═════ Page text ═════

Shipley became a member of the Council of Women World Leaders, an international network of current and former women presidents and prime ministers.[23]
Shipley led the National Party into the 1999 election, hoping to become the first woman to be elected prime minister in her own right. However, she was defeated by the Labour Party, also led by a woman, Helen Clark. This election was a significant moment in history for New Zealand as it was the first New Zealand election in which the leaders of both major parties were women.[24]
Shipley served as the Leader of the Opposition until October 2001, when Bill English took over as National Party leader.[25] She retired from Parliament in January 2002.[26]
In the 2003 New Year Honours, Shipley was appointed a Distinguished Companion of the New Zealand Order of Merit, for services as a Member of Parliament.[27]
Shipley suffered a heart attack in 2000, leading to an emergency angioplasty procedure.[28] She made modifications to her lifestyle and lost weight, though she was diagnosed with diabetes in 2004. She underwent gastric bypass surgery in late 2007.[23]
After leaving politics, Shipley involved herself with business and charitable interests. In 2007, she joined the financial services firm Source Sentinel, and from 2009 to 2018 was chair of the Genesis Energy Limited board.[29] [30], she was on the board of the New Zealand branch of the state-owned China Construction Bank.[31] [32] She resigned from the Bank's Board after being prosecuted for her role in the collapse of construction company Mainzeal.
In December 2012, Shipley resigned from the board of directors of Mainzeal Property & Construction (MPCL), which went into receivership on 6 February 2013. At mid-day on 5 February 2013 she was one of four independent directors who resigned from the board of Mainzeal Group Ltd.[33] MPCL and Mainzeal Group Limited are part of the Richina group, controlled and majority owned by Yan Ci Lang (also known as Richard Yan).[34] [35] [36] [37] Mainzeal went into liquidation on 28 February 2013, owing some NZ$110 million. In May 2015, the receiver of Mainzeal, BDO, filed a civil lawsuit against the former Mainzeal directors, including Shipley, for an alleged breach of directors' duties.[38] In February 2019, the High Court of New Zealand found that the Mainzeal directors had breached their duty to avoid reckless trading and assessed their total liability at NZ$36 million, of which Shipley's share was assessed at NZ$6 million.[39] Within a week of the Court delivering its verdict, Shipley resigned from her Chair of the China Construction Bank New Zealand. An appeal against this judgment was filed along with a counter claim brought by the original plaintiffs for a vastly higher award against the Directors.[40] Both appeals failed.[41] In August 2023 New Zealand's Supreme Court upheld the long-contested judgements, determining "“Mainzeal was balance sheet insolvent from 2005, albeit this was not apparent from its financial statements” and ordered the four directors, of whom Shipley was one, to pay $39.8m together with interest, although the liability of Shipley is limited to $6.6m plus interest.
Shipley accepted redesignation as a Dame Companion of the New Zealand Order of Merit on 14 August 2009, following the reintroduction of titular honours by the Fifth National Government.[42]
Also in 2009, Shipley appeared on an episode of the television reality/travel show Intrepid Journeys, where she visited Namibia.[43] She later started a charity to help a school she came across on that trip called the Namibian Educational Trust.[44] Shipley chaired Global Women NZ until 2015,[45] and was replaced as Patron of the Sir Edmund Hillary Outdoor Pursuits Centre by Graeme Dingle in 2019,[46] and was the New Zealand National Heart Foundation's campaign "Go Red for Women".[23]

═════ Information provided ═════

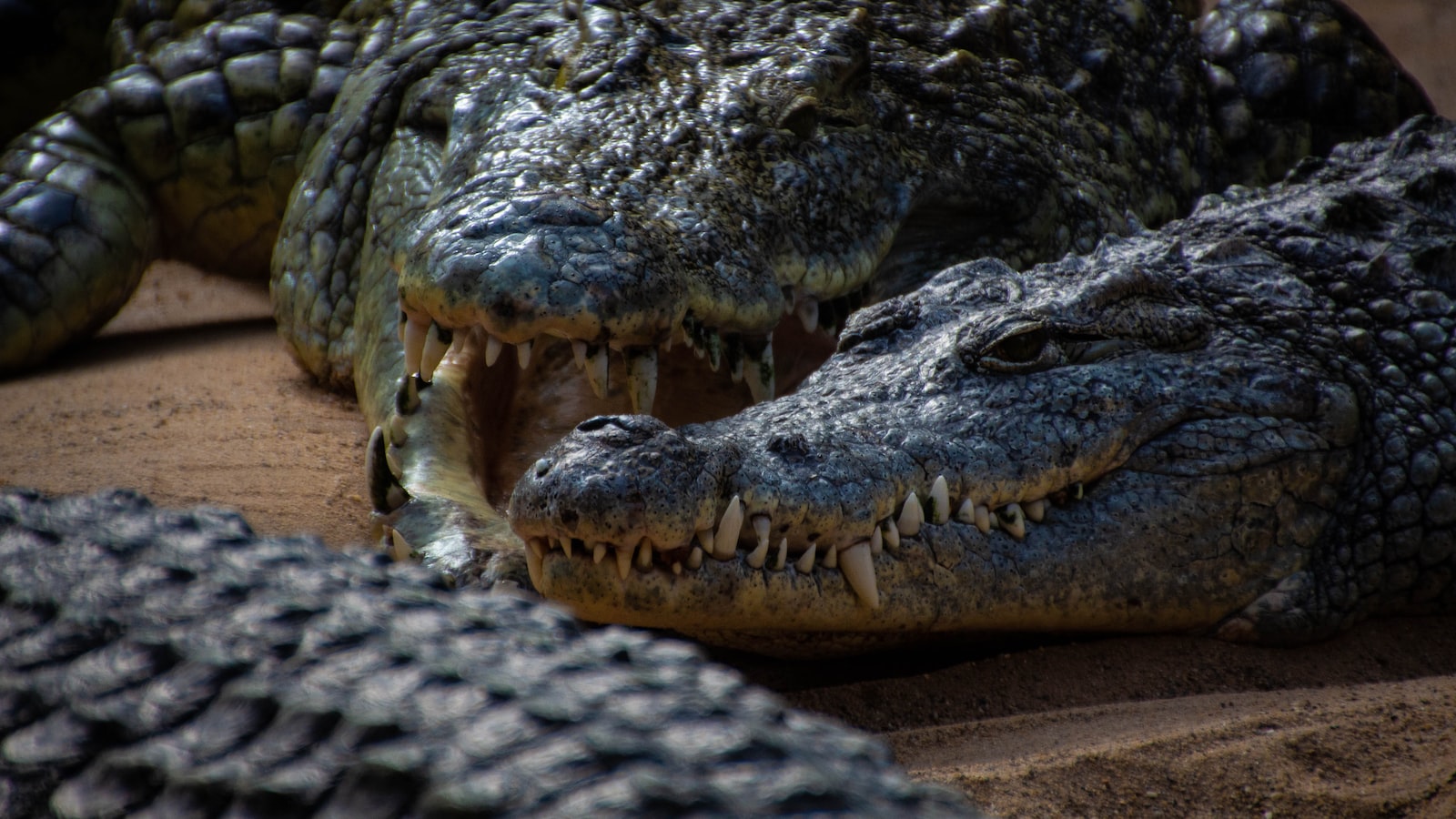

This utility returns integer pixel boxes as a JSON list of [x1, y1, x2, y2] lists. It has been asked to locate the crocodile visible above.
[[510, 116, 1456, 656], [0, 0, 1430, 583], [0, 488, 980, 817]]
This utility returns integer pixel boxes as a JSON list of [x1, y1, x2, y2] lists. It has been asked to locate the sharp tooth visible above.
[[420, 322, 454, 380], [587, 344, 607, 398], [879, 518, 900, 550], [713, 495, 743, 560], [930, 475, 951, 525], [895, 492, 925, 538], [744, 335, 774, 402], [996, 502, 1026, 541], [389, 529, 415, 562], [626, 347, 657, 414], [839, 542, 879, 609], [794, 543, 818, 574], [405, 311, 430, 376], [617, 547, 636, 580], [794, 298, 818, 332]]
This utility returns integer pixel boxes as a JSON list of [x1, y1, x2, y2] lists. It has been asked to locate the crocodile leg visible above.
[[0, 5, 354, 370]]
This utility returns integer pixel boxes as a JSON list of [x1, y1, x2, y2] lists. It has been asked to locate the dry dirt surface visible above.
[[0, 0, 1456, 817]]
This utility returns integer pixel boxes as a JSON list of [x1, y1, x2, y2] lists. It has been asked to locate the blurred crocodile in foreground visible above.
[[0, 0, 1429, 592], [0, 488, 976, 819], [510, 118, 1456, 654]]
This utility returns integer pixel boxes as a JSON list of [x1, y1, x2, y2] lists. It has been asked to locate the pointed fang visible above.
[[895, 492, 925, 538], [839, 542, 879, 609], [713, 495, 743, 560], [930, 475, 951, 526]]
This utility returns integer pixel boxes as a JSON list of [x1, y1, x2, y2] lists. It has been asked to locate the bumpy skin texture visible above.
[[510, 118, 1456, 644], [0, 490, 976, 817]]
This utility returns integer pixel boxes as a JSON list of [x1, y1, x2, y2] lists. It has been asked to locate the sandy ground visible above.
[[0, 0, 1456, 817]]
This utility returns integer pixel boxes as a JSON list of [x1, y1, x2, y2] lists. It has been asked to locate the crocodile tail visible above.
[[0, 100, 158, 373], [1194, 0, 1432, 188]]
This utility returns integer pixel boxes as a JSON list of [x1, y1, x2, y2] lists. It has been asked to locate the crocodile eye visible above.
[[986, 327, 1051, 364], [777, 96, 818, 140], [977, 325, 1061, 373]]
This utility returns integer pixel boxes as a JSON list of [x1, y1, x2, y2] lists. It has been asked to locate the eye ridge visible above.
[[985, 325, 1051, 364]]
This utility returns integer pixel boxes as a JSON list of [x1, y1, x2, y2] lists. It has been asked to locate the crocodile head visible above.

═════

Required work -> Judge whether each statement agrees with the text about Shipley, answering yes or no and quoting the text's deciding words exactly. (a) Shipley retired from Parliament in January 2002. (b) Shipley had a heart attack in 2004. (c) Mainzeal went into liquidation owing some NZ$36 million.

Output of the exercise ->
(a) Yes: "She retired from Parliament in January 2002."
(b) No: "Shipley suffered a heart attack in 2000"
(c) No: "Mainzeal went into liquidation on 28 February 2013, owing some NZ$110 million."